Search the records for lines that contain the word "sign". Copy them all.

#####

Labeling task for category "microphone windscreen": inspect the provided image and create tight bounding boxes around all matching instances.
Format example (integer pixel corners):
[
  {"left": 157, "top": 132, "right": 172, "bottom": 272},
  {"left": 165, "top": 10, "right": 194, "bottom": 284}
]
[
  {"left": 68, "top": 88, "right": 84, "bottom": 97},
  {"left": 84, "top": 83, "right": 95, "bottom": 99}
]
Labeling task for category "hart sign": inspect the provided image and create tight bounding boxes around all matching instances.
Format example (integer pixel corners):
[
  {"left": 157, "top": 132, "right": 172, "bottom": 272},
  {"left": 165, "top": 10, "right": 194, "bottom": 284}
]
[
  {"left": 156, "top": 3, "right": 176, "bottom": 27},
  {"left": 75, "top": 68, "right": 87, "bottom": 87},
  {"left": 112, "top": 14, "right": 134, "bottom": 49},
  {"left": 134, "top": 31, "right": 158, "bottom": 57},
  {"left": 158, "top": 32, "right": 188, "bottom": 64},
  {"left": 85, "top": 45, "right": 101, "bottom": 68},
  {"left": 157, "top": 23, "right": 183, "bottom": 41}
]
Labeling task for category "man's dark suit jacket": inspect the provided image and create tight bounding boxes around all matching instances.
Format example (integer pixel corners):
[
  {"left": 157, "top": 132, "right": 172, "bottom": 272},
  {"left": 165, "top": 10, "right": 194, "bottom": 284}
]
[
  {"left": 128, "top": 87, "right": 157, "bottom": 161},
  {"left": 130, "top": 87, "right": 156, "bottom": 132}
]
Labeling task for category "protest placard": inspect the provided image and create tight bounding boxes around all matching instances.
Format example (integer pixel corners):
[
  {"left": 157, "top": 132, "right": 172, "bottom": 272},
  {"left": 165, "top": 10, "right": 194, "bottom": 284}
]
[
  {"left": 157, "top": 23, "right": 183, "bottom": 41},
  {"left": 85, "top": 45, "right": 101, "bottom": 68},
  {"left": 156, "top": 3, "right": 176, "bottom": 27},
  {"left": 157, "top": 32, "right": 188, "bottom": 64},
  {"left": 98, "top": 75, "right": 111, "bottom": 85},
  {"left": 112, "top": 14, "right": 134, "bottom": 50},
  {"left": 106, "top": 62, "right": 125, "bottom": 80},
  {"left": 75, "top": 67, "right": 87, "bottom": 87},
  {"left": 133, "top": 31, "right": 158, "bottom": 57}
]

#####

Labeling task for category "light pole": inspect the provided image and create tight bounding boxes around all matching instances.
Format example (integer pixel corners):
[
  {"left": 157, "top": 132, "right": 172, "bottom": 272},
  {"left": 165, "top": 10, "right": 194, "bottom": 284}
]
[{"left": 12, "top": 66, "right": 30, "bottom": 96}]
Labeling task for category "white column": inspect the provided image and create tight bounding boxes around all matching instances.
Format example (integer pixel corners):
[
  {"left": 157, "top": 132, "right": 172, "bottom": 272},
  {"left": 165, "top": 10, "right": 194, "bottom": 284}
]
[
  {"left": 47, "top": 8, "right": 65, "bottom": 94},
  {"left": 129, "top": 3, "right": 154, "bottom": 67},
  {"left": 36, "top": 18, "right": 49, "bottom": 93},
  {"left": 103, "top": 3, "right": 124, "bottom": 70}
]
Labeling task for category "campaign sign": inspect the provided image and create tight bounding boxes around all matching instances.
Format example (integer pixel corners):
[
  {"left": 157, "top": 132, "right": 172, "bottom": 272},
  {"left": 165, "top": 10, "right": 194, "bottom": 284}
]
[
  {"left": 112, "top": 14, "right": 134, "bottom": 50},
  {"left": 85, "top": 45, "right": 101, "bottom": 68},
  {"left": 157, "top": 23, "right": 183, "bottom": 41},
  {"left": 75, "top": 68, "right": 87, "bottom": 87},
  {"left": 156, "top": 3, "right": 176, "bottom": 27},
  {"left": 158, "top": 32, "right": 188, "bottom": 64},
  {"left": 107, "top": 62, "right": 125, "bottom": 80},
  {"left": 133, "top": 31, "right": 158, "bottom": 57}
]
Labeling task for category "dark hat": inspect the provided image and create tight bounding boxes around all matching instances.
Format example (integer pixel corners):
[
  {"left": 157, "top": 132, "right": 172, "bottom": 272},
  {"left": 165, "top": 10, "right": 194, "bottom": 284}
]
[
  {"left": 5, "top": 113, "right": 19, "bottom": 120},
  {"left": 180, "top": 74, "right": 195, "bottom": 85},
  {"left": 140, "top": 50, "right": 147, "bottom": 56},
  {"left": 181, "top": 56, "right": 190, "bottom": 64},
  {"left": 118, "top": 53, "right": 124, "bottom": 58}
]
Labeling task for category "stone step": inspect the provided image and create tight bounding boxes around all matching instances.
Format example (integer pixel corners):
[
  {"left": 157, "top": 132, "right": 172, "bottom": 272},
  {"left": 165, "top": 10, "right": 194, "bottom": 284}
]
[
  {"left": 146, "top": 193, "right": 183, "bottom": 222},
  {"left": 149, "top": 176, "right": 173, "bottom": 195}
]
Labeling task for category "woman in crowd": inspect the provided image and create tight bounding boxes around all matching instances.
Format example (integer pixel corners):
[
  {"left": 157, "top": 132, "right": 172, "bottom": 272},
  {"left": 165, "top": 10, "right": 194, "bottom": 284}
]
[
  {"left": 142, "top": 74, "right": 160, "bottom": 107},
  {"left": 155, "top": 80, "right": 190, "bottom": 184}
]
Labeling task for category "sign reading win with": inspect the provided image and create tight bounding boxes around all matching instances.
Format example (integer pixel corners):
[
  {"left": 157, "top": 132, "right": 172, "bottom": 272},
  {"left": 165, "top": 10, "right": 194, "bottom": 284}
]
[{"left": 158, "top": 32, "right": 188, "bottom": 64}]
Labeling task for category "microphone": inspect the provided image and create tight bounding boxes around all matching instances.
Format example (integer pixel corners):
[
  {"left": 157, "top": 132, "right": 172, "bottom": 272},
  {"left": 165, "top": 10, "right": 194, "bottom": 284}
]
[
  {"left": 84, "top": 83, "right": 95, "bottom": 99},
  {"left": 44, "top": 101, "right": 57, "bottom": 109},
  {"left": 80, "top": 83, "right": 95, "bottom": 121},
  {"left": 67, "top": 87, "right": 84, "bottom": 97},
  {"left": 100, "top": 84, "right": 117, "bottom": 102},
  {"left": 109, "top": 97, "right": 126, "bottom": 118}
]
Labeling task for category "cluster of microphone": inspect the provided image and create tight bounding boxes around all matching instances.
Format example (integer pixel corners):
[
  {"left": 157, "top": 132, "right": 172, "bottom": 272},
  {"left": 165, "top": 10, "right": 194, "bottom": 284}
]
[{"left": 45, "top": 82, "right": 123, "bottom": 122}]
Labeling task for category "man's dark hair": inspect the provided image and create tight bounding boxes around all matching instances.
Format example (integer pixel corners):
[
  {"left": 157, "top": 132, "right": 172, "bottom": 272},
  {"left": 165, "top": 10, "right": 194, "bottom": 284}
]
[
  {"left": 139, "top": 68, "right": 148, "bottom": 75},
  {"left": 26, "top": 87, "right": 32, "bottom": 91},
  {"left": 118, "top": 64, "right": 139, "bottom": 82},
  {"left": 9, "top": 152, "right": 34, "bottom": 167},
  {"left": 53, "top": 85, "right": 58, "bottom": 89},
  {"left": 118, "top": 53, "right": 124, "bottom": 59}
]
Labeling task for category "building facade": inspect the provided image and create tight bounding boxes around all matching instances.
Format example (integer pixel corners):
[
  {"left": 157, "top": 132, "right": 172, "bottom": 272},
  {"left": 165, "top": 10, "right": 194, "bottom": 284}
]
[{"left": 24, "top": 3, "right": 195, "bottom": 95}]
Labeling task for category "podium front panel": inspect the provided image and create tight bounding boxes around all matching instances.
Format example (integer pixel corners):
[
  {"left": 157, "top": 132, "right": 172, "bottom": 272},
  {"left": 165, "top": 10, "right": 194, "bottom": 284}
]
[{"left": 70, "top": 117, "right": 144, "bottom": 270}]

#####

### Response to this exercise
Labeling task for category "hart sign": inspect the provided image and create tight bounding boxes around all matching instances.
Labeling task for category "campaign sign": inspect the provided image and create tight bounding boxes around all matching instances.
Labeling task for category "sign reading win with": inspect the provided image and create tight bounding boxes around all matching instances.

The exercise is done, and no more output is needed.